EXERCISE:
Please put the lines of the material into a numbered list, starting with the line that contains "trace the outline of every instance of the stone" and going on through the end of the material. Leave out blank lines.
--- start SUPPLIED MATERIAL ---
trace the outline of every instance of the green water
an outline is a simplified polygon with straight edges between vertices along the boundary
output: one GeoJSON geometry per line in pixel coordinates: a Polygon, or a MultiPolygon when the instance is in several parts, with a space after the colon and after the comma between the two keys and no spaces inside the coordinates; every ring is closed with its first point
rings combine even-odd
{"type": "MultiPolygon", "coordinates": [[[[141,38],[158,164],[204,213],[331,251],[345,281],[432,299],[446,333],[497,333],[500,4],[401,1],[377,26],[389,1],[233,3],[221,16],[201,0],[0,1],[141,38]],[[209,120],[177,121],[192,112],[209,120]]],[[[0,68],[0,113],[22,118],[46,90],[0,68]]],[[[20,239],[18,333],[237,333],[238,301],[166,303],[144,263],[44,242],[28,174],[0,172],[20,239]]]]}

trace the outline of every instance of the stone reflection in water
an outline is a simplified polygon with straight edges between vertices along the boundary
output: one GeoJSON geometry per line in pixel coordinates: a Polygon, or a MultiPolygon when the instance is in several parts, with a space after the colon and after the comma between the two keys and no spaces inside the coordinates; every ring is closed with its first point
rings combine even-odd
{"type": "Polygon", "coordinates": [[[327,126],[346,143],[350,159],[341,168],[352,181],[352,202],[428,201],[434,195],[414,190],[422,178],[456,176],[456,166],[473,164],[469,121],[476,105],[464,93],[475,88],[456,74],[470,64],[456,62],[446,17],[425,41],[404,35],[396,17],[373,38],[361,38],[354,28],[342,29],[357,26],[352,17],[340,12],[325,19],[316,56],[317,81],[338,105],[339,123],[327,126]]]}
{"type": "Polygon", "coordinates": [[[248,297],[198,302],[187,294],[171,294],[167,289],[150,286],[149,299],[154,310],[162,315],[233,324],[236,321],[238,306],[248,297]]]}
--- end SUPPLIED MATERIAL ---
WRITTEN RESPONSE:
1. trace the outline of every instance of the stone reflection in water
2. an outline is a simplified polygon with straight edges between vertices along the boundary
3. output: one GeoJSON geometry per line in pixel coordinates: a Polygon, or a MultiPolygon when the instance is in several parts, with a space after the colon and after the comma between the two keys and no spaces inside the coordinates; every ring is closed with its first point
4. rings combine even-odd
5. {"type": "Polygon", "coordinates": [[[327,126],[346,143],[350,159],[341,168],[352,181],[352,202],[428,201],[434,195],[414,190],[422,178],[456,176],[456,166],[473,164],[469,121],[476,105],[464,93],[475,88],[456,74],[470,64],[456,62],[446,17],[425,41],[404,35],[396,17],[373,38],[361,38],[354,28],[342,29],[357,26],[352,17],[340,12],[325,19],[316,56],[317,81],[338,105],[339,123],[327,126]]]}
6. {"type": "Polygon", "coordinates": [[[248,297],[198,302],[187,294],[171,294],[167,289],[150,286],[149,299],[154,310],[162,315],[233,324],[236,321],[238,306],[248,297]]]}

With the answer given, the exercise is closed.